§ **Given instruction**
Extract every line of the records below, unchanged and in order, and leave out the pictures.

[START Records provided]

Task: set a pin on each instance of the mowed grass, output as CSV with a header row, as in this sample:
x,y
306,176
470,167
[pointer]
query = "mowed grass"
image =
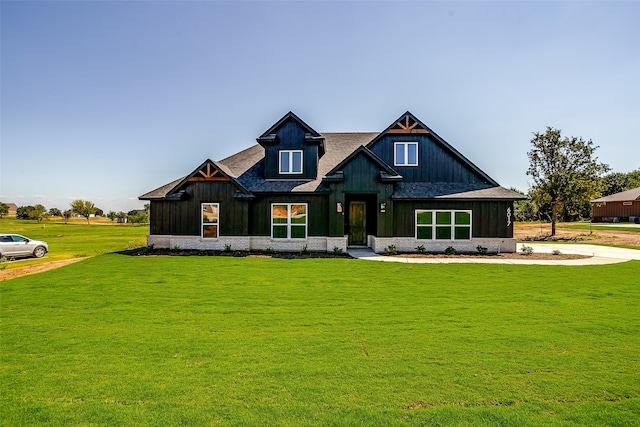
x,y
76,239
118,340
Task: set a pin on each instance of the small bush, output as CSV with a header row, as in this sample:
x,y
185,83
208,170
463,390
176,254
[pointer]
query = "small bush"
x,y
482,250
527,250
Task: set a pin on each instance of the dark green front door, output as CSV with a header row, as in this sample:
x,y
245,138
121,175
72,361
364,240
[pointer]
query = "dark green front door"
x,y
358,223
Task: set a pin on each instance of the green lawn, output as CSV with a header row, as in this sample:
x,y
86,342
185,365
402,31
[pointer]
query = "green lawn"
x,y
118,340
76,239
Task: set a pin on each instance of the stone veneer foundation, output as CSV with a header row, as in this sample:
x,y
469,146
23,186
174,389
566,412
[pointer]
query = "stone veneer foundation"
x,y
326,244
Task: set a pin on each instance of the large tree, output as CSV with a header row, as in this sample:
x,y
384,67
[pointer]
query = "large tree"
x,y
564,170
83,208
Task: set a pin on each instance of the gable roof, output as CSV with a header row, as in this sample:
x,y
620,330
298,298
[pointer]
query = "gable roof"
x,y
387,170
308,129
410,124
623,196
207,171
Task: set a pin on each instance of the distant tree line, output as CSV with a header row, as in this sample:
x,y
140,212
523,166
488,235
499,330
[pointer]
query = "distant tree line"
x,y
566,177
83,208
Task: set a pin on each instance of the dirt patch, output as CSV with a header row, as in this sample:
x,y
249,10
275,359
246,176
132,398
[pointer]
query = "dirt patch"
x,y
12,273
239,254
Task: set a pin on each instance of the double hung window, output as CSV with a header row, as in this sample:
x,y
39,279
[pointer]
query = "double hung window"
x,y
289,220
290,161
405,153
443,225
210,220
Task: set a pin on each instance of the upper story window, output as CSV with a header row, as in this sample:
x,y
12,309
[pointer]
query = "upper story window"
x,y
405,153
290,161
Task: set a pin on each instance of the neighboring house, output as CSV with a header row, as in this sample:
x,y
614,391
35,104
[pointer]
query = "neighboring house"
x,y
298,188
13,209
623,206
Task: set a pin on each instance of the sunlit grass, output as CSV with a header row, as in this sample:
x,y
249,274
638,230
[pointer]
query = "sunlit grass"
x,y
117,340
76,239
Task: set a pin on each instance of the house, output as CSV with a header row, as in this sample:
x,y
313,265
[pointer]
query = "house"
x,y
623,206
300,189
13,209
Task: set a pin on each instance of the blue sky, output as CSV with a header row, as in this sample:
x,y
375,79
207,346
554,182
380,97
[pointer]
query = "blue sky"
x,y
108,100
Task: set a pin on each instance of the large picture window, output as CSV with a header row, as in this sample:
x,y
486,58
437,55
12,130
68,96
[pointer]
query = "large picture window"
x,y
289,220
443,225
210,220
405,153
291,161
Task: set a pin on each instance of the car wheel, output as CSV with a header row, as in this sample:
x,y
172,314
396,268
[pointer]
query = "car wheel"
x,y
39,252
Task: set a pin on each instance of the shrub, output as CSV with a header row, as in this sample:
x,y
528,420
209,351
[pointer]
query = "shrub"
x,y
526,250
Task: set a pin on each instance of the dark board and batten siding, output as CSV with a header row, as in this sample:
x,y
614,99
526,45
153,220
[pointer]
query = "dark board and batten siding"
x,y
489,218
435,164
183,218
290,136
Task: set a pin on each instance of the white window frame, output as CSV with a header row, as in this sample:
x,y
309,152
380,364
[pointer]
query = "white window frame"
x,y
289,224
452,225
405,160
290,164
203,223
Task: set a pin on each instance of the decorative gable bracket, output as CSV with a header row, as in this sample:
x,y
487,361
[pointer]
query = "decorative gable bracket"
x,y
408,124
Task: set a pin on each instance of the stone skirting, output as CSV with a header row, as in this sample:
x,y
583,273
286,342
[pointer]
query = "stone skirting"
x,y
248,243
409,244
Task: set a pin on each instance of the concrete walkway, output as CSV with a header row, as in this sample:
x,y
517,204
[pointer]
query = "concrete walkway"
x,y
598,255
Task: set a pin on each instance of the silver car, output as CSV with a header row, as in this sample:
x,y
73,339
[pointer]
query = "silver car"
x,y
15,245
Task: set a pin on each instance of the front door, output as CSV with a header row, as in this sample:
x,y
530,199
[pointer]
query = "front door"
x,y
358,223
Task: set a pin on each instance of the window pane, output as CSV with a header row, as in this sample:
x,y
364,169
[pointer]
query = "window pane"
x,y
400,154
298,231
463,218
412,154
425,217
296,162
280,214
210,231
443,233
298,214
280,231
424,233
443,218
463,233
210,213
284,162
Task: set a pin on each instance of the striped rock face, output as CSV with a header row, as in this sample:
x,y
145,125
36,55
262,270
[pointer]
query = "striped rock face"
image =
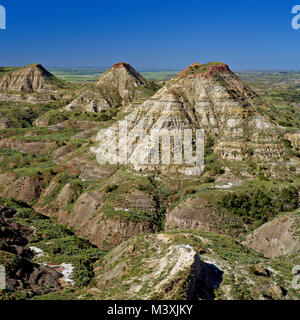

[END Records provided]

§ **Exercise solution**
Task: set a pin on each instance of the mowed grass, output as CSV with a header row, as in this sample:
x,y
306,176
470,167
[pointer]
query = "mowed grass"
image =
x,y
76,239
118,340
Task: set a pin on each instance of the small bush, output as CSV with a header row, as in this sample:
x,y
185,83
208,170
463,390
176,254
[pointer]
query = "small bush"
x,y
482,250
527,250
Task: set a pin on each instance of the dark green front door, output as CSV with a header row, as in this sample:
x,y
245,138
121,175
72,361
364,240
[pointer]
query = "dark green front door"
x,y
358,223
Task: set a pin on each instance of the green lawn, output as CSV with a header row, as in this sample:
x,y
86,342
185,365
402,31
[pointer]
query = "green lawn"
x,y
118,340
76,239
Task: set a pin on each instance of the stone veneer foundation, output as CSV with a header row, as in this sample:
x,y
469,146
23,186
174,389
566,412
[pointer]
query = "stone veneer foundation"
x,y
326,244
Task: set a pin on each instance of the large tree, output as CSV with a header row, as in this sample:
x,y
384,67
[pointer]
query = "large tree"
x,y
564,170
83,208
Task: set a pin on each instance of the gable roof, output as CSV with a header row, as in this sample:
x,y
620,330
298,298
[pointer]
query = "gable roof"
x,y
387,170
308,129
410,124
623,196
207,171
Task: set a pin on each instance of the distant tree line, output as CSV with a header row, as in this sample:
x,y
140,212
523,166
488,235
499,330
[pointer]
query = "distant tree line"
x,y
566,177
83,208
Task: set a pin on each instance of the dirt patch, output as CSV with a header row, as in this sample:
x,y
249,10
275,359
246,176
132,398
[pointer]
query = "dirt patch"
x,y
12,273
239,254
Task: set a pin on each instance of the double hung window, output as CSV with a header row, as in this sample:
x,y
39,279
[pointer]
query = "double hung window"
x,y
289,220
290,161
405,153
443,225
210,220
Task: set a pin on each instance of the upper story window, output as CSV with a header row, as in this sample:
x,y
12,309
[pointer]
query = "upper story window"
x,y
405,153
290,161
Task: set a pin on each instance of the neighboring house, output as CSV with a header row, as in this sample:
x,y
614,391
35,104
[pointer]
query = "neighboring house"
x,y
298,188
13,209
623,206
Task: set a pin on each instance of the sunlit grass, output as CSV with a header row, as in this sample:
x,y
249,274
638,230
[pointer]
query = "sunlit grass"
x,y
117,340
76,239
Task: set a pin on each instance of the house, output as CSV with a header row, as in this sample:
x,y
313,265
[pointer]
query = "house"
x,y
623,206
300,189
13,209
Task: set a pin on each instance of the blue sky, output as CSV with a header row, as in this sample:
x,y
375,79
207,346
554,182
380,97
[pointer]
query = "blue sky"
x,y
108,100
Task: set a pin on each instance of the large picture window, output as CSV with a header row, as in this sample:
x,y
486,58
437,55
12,130
68,96
[pointer]
query = "large picture window"
x,y
289,220
443,225
210,220
405,153
291,161
Task: set a pin on each instance of the car wheel, output as CSV with a header row, as in this sample:
x,y
172,314
396,268
[pointer]
query = "car wheel"
x,y
39,252
Task: set a pin on each instance of the shrub, output as CSV with a header row, as in this sample:
x,y
528,420
209,351
[pointer]
query = "shrub"
x,y
526,250
Task: set a pin on each instance of the dark board and batten siding, output as CSV with a header row, as in this sample:
x,y
614,99
526,45
153,220
[pointer]
query = "dark board and batten siding"
x,y
489,218
435,164
183,218
290,136
Task: set a pin on each instance of the white window frame, output as CSV with a header row, as in this sample:
x,y
309,152
380,364
[pointer]
query = "white window frame"
x,y
289,224
452,225
405,160
290,164
203,223
Task: set a pin on each instance of the decorative gable bracket, output as CSV with a header row, as in this sample:
x,y
487,361
[pointer]
query = "decorative gable bracket"
x,y
408,124
Task: set a pin on each instance of the stone skirting, output as CSV with a header row, as in this sample:
x,y
583,273
286,342
[pointer]
query = "stone skirting"
x,y
248,243
409,244
Task: set a pin on each instance of the concrete walkway, output as CSV with a header row, as in this sample:
x,y
517,204
[pointer]
query = "concrete walkway"
x,y
598,255
Task: set a pin on each instance of the silver car, output as CSV with a header row, as in this sample:
x,y
73,339
[pointer]
query = "silver car"
x,y
15,245
Task: set a pin on each instance of the front door, output as CSV with a header row, as in this sample:
x,y
530,199
[pointer]
query = "front door"
x,y
358,223
Task: set a pin on each instance of the window pane, output as CSV with a header row, as in this sample:
x,y
364,169
[pointer]
query = "window pane"
x,y
400,154
298,231
463,218
412,154
425,217
296,162
280,214
210,231
443,233
298,214
280,231
424,233
443,218
463,233
210,213
284,162
Task: set a pin on each instance of the striped rock face, output as CSV with a header row, as in this sample:
x,y
145,125
36,55
262,270
[pointer]
query = "striped rock face"
image =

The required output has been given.